Work required
Reproduce every line of the listing from the line containing "the hippo ear" through the end of the listing, both ends included, and add 61 to each x and y coordinate value.

Pointing dataset listing:
----

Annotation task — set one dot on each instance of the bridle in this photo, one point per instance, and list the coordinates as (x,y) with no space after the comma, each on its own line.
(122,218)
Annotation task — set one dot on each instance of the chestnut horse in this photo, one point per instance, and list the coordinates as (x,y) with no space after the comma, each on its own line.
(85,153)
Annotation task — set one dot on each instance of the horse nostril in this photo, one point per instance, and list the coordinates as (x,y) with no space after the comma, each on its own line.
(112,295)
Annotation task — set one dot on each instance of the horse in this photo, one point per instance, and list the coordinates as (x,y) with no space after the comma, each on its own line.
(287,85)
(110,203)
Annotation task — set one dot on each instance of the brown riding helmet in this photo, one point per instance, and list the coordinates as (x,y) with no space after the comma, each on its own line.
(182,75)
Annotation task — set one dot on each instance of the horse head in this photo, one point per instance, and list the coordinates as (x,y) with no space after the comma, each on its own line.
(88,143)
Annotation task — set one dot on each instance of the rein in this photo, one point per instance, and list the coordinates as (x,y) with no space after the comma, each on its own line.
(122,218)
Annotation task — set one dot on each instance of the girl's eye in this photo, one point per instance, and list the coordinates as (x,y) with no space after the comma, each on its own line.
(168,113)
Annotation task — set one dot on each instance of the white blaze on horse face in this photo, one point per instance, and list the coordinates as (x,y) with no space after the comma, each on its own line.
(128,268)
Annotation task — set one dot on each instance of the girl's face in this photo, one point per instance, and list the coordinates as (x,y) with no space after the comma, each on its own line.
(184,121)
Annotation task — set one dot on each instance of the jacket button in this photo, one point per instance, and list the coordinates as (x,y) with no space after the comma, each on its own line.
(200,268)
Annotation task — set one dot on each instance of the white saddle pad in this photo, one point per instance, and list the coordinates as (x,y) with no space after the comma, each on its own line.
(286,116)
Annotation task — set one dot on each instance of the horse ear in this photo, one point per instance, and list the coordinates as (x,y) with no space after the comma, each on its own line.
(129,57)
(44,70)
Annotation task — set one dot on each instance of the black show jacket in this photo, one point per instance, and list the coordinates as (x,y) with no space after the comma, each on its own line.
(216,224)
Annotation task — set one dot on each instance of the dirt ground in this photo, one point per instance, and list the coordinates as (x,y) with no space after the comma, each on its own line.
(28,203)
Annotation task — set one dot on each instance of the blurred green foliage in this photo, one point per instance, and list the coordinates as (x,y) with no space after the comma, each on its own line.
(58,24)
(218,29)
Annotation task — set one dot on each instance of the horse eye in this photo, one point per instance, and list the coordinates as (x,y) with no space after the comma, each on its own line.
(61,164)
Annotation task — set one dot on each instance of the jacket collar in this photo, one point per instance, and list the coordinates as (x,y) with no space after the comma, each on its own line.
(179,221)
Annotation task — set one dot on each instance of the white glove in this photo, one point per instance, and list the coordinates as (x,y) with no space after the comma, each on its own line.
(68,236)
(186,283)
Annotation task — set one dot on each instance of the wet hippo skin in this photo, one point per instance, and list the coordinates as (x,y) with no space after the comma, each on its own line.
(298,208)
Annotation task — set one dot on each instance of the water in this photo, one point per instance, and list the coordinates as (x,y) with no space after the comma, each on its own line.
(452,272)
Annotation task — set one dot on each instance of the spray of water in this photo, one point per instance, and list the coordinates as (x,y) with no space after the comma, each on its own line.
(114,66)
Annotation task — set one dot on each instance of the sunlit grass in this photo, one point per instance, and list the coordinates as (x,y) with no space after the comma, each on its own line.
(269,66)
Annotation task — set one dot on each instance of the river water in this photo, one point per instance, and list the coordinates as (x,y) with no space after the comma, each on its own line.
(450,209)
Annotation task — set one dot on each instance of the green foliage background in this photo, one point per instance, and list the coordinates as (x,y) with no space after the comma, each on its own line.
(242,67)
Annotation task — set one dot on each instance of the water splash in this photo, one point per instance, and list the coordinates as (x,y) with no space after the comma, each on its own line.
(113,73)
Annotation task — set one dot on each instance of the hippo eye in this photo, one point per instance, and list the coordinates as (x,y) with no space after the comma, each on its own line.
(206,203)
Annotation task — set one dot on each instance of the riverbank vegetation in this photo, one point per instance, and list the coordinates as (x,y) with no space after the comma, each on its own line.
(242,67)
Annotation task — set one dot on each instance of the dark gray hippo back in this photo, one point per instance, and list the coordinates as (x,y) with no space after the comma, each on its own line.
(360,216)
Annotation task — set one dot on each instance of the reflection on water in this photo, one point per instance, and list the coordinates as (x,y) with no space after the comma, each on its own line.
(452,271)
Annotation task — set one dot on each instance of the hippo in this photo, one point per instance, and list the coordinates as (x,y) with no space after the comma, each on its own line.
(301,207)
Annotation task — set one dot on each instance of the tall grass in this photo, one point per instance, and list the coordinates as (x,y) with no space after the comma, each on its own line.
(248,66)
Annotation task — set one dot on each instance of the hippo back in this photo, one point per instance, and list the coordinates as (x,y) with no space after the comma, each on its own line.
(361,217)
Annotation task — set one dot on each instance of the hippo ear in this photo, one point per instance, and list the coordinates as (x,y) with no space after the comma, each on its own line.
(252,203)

----

Exercise answer
Annotation task — set one dot on each instance of the hippo ear in this photo, one point per instance, and list the coordinates as (x,y) with no space after the comma, each on its own line.
(313,264)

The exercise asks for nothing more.